▶ [Directions] Please repeat everything in the listing below from the line containing "Record the location of each instance of the white rope" down to the end, both ends included, reproducing those lines unchanged.

▶ [Recorded data]
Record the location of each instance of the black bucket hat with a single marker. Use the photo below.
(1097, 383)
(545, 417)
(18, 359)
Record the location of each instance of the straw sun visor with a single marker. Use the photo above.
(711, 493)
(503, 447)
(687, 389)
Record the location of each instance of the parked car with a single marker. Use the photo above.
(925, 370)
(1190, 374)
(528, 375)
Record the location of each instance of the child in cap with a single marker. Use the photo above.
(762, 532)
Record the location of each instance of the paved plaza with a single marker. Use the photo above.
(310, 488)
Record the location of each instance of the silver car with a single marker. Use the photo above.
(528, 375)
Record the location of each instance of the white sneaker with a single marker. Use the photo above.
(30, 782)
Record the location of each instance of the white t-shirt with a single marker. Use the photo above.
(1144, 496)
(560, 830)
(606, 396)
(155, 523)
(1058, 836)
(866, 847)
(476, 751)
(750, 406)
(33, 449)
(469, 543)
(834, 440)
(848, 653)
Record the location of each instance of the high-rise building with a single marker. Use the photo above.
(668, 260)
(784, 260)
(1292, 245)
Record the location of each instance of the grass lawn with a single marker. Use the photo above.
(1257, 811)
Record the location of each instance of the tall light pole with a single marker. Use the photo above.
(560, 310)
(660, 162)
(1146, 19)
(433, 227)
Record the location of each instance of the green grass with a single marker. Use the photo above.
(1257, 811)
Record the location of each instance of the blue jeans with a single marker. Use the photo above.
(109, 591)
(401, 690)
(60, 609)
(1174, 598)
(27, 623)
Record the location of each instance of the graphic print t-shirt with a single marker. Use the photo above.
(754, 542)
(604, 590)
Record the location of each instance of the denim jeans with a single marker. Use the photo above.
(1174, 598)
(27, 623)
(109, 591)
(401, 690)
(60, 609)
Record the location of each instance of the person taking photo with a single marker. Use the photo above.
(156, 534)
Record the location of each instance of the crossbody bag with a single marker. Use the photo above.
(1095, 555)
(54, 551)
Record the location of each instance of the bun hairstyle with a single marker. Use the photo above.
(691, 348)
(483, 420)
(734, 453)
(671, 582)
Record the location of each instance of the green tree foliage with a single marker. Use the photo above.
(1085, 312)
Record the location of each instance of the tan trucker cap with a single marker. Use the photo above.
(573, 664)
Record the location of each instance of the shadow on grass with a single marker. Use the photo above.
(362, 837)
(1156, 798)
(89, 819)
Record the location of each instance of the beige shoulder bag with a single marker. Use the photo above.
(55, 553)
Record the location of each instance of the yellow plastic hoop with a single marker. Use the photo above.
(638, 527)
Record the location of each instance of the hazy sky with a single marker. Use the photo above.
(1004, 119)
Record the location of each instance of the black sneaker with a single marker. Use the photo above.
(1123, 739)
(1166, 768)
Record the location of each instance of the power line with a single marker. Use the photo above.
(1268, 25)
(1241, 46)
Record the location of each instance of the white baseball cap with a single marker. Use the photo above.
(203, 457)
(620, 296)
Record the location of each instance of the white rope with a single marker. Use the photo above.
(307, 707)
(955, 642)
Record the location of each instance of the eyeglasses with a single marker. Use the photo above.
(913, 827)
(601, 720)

▶ [Exercise response]
Record the location of each instance of the white rope with a single marker. Use the photo above.
(307, 707)
(955, 642)
Record the location of each instance of the eyeglasses with a single marker. Use the photo above.
(913, 827)
(601, 720)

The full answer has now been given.